[Stored data entries]
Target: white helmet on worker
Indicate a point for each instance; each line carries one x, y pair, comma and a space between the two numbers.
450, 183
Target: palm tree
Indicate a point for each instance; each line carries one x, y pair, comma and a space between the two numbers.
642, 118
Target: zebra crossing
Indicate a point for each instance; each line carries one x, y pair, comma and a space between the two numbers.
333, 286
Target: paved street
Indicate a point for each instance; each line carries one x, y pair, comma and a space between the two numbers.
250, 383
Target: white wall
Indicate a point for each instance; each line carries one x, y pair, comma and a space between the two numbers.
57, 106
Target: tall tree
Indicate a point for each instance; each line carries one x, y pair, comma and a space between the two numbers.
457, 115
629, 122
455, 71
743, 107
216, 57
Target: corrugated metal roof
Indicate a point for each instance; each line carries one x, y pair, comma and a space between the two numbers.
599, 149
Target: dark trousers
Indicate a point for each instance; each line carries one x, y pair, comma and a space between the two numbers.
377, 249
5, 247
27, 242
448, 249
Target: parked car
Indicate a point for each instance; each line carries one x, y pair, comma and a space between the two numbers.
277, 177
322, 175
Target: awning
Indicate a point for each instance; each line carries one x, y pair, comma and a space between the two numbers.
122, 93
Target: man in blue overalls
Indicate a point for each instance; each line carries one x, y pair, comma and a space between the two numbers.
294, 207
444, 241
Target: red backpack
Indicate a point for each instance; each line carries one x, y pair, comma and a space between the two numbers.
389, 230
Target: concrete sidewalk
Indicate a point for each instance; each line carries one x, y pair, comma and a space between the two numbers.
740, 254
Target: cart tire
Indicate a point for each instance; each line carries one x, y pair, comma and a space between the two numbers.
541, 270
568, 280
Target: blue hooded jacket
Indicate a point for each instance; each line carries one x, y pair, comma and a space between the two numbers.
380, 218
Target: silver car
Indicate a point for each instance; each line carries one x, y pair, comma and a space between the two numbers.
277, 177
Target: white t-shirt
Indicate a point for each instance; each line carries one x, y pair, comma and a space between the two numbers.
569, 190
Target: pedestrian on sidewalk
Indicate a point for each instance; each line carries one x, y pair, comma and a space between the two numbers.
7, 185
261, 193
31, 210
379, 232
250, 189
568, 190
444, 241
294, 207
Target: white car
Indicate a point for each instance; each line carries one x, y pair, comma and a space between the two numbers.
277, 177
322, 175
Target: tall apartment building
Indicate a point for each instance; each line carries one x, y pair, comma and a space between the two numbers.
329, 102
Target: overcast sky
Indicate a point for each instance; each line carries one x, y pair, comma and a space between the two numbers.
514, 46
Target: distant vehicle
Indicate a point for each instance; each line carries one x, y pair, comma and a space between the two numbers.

-- ASSIGNMENT --
In the entries above, find the line holding "Target: red backpack" and the line holding "Target: pedestrian on sidewalk"; print both of them and every line between, exactly, and nothing else.

-- SOLVED PROBLEM --
Target: red backpack
Indicate a point for each instance; each line carries one x, y pair, comma and a space between the two numbers.
389, 230
Target: concrete sidewalk
Indicate a point for each instance; each line carries one x, y pair, comma and a space between the two numbers.
740, 254
Target: cart tire
Indicate a point for each instance; each line carries one x, y pair, comma and a space between the two numbers.
541, 270
568, 280
Target: blue hooded jacket
Indicate a point for each instance; each line carries one x, y pair, comma and a space between the two numbers.
380, 218
Target: silver car
Indicate a point for each instance; each line carries one x, y pair, comma and a space between the two numbers.
277, 177
Target: white t-shirt
Indicate a point for each instance; each line carries one x, y pair, comma and a space between the two numbers.
569, 190
Target: pedestrian on sidewalk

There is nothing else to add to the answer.